* **Quoted text**
━━━━━━━━━━━━━━━━━━━━━━━━━━━━━━

Geldof responded to the senselessness of that morning, and his haywire feelings about selling himself on one side of the country while children were under attack on the other, with a quick, frank majesty. A month after writing 'Mondays' (originally to a reggae beat), he unveiled it in San Diego, at that DJs' soiree, with Fingers on the piano. There was no arrangement; the rest of the Rats hadn't rehearsed it yet. Lacking an intro, Geldof asked Fingers to do 'one of those Disney-waterfall things,' eventually set in ivory on the single.
As if there wasn't enough irony to go around, 'I Don’t Like Mondays' - song about America, written and debuted in America, arranged and recorded with unbeatable big-ballad savvy - died there, at Number 73 in Billboard, the victim of an all-but-official radio station ban. Further paradox: The Fine Art of Surfacing has the peculiar honor of being the Rats' most commercially successful album, in America as well as Britain, and their most musically underrated. The battle for America brought out the suffocating darkness in Geldof’s songwriting; it also unleashed the fuck-it-all, Irish-R&B-warrior fight in the Rats. Geldof spared no acid or self-examination; the Rats, working for the third and last time with producer Robert John 'Mutt' Lange, threw themselves into the songs with compelling ferocity.
The compression of hooks, licks and sonic kicks perfectly matched the air of siege: the crack of Crowe's drumming and the tangled twang of Roberts' and Cott's guitars in 'Wind Chill Factor (Minus Zero)'; the swinging-cantina beat and Sixties ice-cream organ of the suicide story 'Diamond Smiles'. The high cost of those first maddening months in America came through especially bleak and clear in 'Sleep,' a restless Gothic lament written by Fingers but sung by Geldof ('Tired and sick, sick and tired/I’m falling on my feet') with autobiographical force.
Surfacing was so packed with action - 'the manic overacting of Sparks and the jock-rock cool of Thin Lizzy,' as I put it in my original, enthusiastic Rolling Stone review - that, to be honest, even I missed a few things at the time. What I thought was a flippant, show-off smack at organized religion in 'Nice 'N' Neat' was actually rooted in earnest, heated debates about faith and truth that Geldof used to have with a close friend who had gone on to become a priest. I also suggested that Surfacing's frantic, closing tale 'When the Night Comes' was a rewrite of 'Rat Trap' with Spanish-guitar decor. I was more right than I knew: The song was, in fact, the final episode in a Dublin trilogy that began with 'Joey's On The Street Again' from The Boomtown Rats and included 'Rat Trap' - ll written, as Geldof puts it, 'in that Van Morrison street style.' The characters in each song were people that Geldof says he knew in Dublin, all locked into lives of numbing routine and bare-minimum promise: 'The kid in 'Rat Trap' - his real name was Paul. I worked with him in a meat factory. It was very dispiriting to me, these situations I found myself in, in Dublin. I had to get out of there.' Which he did.

━━━━━━━━━━━━━━━━━━━━━━━━━━━━━━

* **Required task a**
Reproduce verbatim the portion of the Boomtown Rats excerpt between "Geldof responded to" and "on the single.", inclusive.

━━━━━━━━━━━━━━━━━━━━━━━━━━━━━━

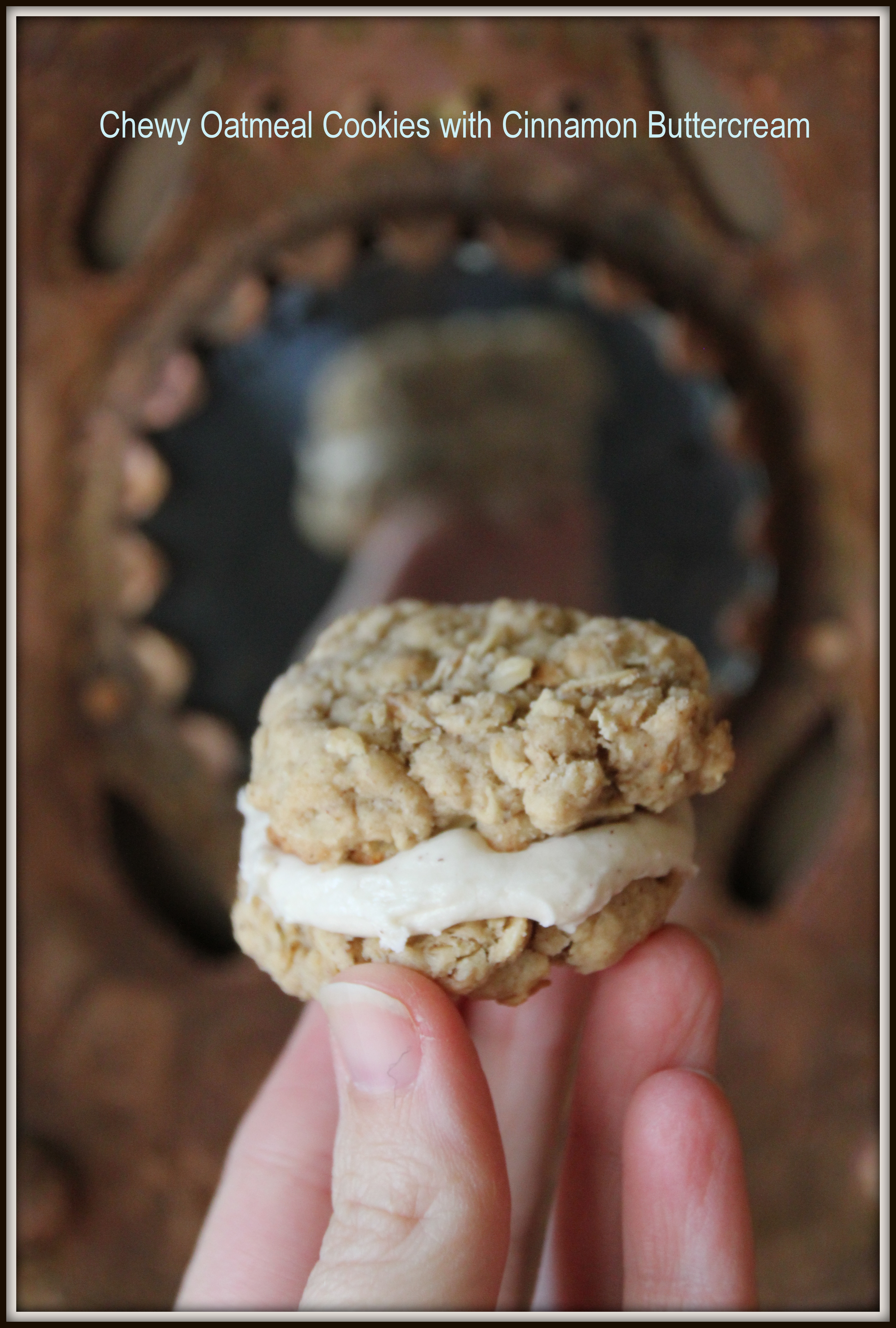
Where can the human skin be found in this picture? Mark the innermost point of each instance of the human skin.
(375, 1168)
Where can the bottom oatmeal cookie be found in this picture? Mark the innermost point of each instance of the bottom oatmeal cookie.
(504, 959)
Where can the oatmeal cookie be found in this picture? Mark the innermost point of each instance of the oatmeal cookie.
(504, 959)
(518, 719)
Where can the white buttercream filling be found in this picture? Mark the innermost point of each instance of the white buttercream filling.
(457, 877)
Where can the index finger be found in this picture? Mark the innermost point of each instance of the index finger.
(263, 1232)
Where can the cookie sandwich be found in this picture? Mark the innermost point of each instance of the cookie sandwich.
(477, 792)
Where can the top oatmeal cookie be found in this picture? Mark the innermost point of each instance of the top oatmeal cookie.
(518, 719)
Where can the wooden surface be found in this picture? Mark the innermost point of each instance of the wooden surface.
(139, 1051)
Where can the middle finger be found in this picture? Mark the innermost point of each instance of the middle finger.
(529, 1056)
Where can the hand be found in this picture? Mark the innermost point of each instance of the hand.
(376, 1177)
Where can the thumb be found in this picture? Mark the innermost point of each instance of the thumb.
(421, 1202)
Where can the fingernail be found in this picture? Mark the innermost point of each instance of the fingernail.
(376, 1036)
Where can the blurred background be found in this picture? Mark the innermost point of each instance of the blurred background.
(265, 383)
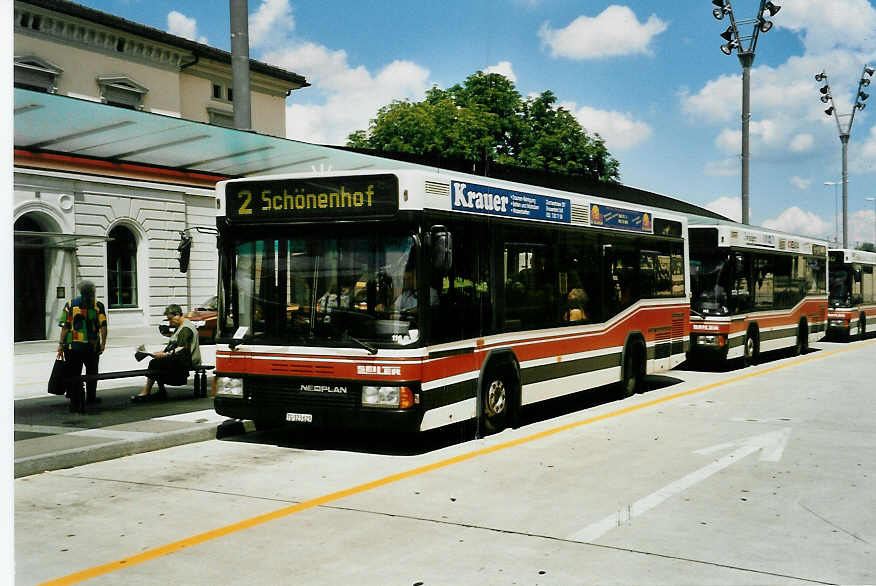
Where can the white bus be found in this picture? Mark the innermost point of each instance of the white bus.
(754, 290)
(852, 293)
(414, 299)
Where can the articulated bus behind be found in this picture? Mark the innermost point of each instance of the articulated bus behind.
(413, 300)
(852, 308)
(754, 290)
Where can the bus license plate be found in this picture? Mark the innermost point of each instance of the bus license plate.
(300, 417)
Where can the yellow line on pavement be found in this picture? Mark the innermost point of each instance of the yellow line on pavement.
(328, 498)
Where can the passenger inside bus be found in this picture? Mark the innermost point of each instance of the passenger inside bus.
(577, 305)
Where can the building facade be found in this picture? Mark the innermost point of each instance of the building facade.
(78, 216)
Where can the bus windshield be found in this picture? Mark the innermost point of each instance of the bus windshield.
(322, 289)
(840, 285)
(710, 282)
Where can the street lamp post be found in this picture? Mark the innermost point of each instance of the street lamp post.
(746, 59)
(845, 132)
(835, 210)
(873, 199)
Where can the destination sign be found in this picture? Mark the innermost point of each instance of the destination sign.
(495, 201)
(620, 219)
(329, 198)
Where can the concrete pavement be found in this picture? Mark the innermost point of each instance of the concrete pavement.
(49, 437)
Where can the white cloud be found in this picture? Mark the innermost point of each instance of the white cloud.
(802, 142)
(864, 159)
(797, 221)
(723, 168)
(615, 31)
(729, 141)
(619, 129)
(827, 24)
(351, 95)
(730, 207)
(800, 183)
(862, 225)
(502, 68)
(270, 23)
(182, 26)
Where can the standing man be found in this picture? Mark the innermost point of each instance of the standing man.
(172, 365)
(83, 340)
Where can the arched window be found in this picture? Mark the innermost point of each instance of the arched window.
(121, 254)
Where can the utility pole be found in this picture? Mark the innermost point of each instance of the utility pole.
(240, 64)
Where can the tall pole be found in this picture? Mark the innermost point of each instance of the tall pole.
(240, 64)
(845, 131)
(873, 199)
(845, 140)
(746, 59)
(735, 41)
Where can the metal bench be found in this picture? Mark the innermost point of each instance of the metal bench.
(200, 383)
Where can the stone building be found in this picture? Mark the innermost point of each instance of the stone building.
(94, 92)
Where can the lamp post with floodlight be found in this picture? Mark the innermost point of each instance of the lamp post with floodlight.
(746, 58)
(835, 209)
(873, 199)
(845, 131)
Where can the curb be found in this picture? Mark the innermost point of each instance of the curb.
(69, 458)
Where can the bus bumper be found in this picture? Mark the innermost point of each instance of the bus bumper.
(711, 346)
(366, 418)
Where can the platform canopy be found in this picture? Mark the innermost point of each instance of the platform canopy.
(60, 124)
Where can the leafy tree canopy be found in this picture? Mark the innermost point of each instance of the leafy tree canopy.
(485, 118)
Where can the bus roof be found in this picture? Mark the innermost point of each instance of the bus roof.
(738, 235)
(851, 255)
(436, 189)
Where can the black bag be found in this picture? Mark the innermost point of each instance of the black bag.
(59, 380)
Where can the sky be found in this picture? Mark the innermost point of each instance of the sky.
(649, 77)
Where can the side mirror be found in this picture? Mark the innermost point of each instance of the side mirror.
(184, 249)
(442, 248)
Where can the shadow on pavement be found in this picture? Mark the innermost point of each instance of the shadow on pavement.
(114, 408)
(412, 444)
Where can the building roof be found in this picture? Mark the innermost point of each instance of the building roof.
(57, 127)
(197, 49)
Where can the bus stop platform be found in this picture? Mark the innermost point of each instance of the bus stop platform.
(47, 436)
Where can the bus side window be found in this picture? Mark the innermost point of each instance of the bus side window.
(463, 309)
(868, 285)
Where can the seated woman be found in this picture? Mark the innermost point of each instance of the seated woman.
(172, 365)
(577, 301)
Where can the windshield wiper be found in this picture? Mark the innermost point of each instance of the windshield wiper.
(371, 349)
(234, 343)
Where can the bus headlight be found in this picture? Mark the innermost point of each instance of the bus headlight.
(718, 340)
(227, 386)
(390, 397)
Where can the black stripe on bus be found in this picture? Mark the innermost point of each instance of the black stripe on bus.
(537, 374)
(448, 394)
(451, 352)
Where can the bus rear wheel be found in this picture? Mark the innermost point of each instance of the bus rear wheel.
(495, 402)
(802, 339)
(633, 370)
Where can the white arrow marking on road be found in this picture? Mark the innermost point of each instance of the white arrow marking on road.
(772, 445)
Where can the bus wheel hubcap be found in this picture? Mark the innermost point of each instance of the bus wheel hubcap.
(496, 398)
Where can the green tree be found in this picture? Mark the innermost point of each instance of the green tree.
(486, 120)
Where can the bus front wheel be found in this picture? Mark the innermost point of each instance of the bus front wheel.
(634, 369)
(750, 350)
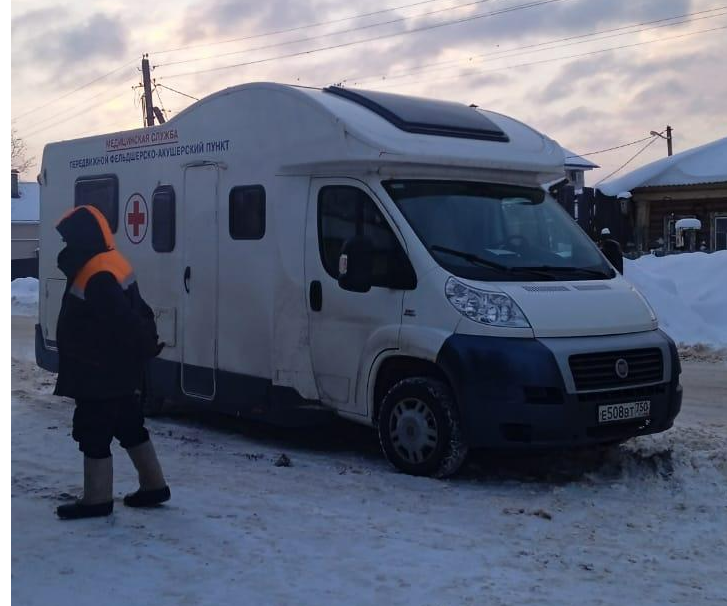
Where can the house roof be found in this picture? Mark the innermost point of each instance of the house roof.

━━━━━━━━━━━━━━━━━━━━━━━━━━━━━━

* **Required task b**
Rewrite the entries from their first line through the line containing "(139, 1051)", inclusive, swapping every "oatmeal cookie" for "oat cookie" and changing nothing else. Give only those lines, without the pictures.

* **Full solution a**
Geldof responded to the senselessness of that morning, and his haywire feelings about selling himself on one side of the country while children were under attack on the other, with a quick, frank majesty. A month after writing 'Mondays' (originally to a reggae beat), he unveiled it in San Diego, at that DJs' soiree, with Fingers on the piano. There was no arrangement; the rest of the Rats hadn't rehearsed it yet. Lacking an intro, Geldof asked Fingers to do 'one of those Disney-waterfall things,' eventually set in ivory on the single.

* **Full solution b**
Where can the human skin be found in this picture? Mark the innermost point of each instance of the human skin.
(375, 1168)
Where can the bottom oat cookie be found in this picture? Mark the innermost point of each instance of the bottom oat cookie.
(504, 959)
Where can the oat cookie be found in this picture? Mark the innermost point of each instance of the oat cookie.
(504, 959)
(518, 719)
Where can the white buttercream filling be found in this picture? Mark the innermost point of each instance of the white buttercream filling.
(457, 877)
Where can the index finger be found in this picture? Mark the innermost point of each instance of the index finger.
(263, 1232)
Where can the cookie sandwich be found in this picture? Mark the innermost point of each instance of the cookie sandwich.
(477, 792)
Where can the top oat cookie be found in this picture? Mark the innermost point of each instance of the top oat cookie.
(518, 719)
Where can the wooden surface be found in this picture? Mark the innermost point of each instance of the wooden surface.
(139, 1051)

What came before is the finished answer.